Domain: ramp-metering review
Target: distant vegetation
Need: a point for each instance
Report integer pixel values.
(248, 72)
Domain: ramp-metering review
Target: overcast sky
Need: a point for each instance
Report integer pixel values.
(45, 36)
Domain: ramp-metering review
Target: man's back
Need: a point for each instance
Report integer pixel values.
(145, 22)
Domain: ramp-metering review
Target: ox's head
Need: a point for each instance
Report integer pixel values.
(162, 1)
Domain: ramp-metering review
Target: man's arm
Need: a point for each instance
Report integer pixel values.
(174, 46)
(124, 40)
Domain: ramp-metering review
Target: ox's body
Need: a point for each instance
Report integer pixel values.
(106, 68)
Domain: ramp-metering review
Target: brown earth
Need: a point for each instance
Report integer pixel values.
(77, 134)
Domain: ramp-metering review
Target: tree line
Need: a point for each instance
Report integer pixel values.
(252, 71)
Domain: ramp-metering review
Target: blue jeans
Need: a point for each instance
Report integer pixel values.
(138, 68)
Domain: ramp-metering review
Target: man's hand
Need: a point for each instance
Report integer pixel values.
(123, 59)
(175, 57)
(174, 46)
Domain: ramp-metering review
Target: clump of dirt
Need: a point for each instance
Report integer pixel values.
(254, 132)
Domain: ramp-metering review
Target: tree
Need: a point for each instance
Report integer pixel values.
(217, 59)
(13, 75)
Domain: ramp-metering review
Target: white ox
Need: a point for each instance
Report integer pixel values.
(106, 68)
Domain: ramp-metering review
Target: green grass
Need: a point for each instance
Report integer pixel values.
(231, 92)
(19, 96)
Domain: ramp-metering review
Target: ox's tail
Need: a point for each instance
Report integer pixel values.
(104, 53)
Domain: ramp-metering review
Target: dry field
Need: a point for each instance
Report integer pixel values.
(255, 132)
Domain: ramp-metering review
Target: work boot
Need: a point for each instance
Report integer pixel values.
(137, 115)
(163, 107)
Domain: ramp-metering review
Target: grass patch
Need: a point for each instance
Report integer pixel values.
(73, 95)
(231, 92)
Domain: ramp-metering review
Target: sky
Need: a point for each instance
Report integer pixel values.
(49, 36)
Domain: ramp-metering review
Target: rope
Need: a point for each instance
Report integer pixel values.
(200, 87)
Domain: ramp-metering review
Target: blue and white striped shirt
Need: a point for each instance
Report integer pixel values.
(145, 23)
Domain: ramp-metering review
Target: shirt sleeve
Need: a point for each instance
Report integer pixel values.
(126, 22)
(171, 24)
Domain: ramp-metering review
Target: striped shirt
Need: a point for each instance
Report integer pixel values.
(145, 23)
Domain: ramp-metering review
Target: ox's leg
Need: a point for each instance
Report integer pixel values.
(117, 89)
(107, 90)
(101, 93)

━━━

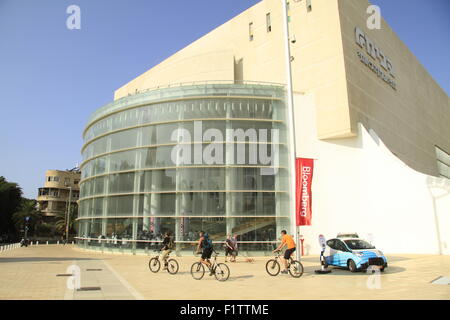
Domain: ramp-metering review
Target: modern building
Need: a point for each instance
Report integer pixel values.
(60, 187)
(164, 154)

━━━

## [Aim of the exercise]
Look through the entries, and return every line that the word "white" appears in.

## [Exercise result]
Target: white ox
Target: blue and white striped shirt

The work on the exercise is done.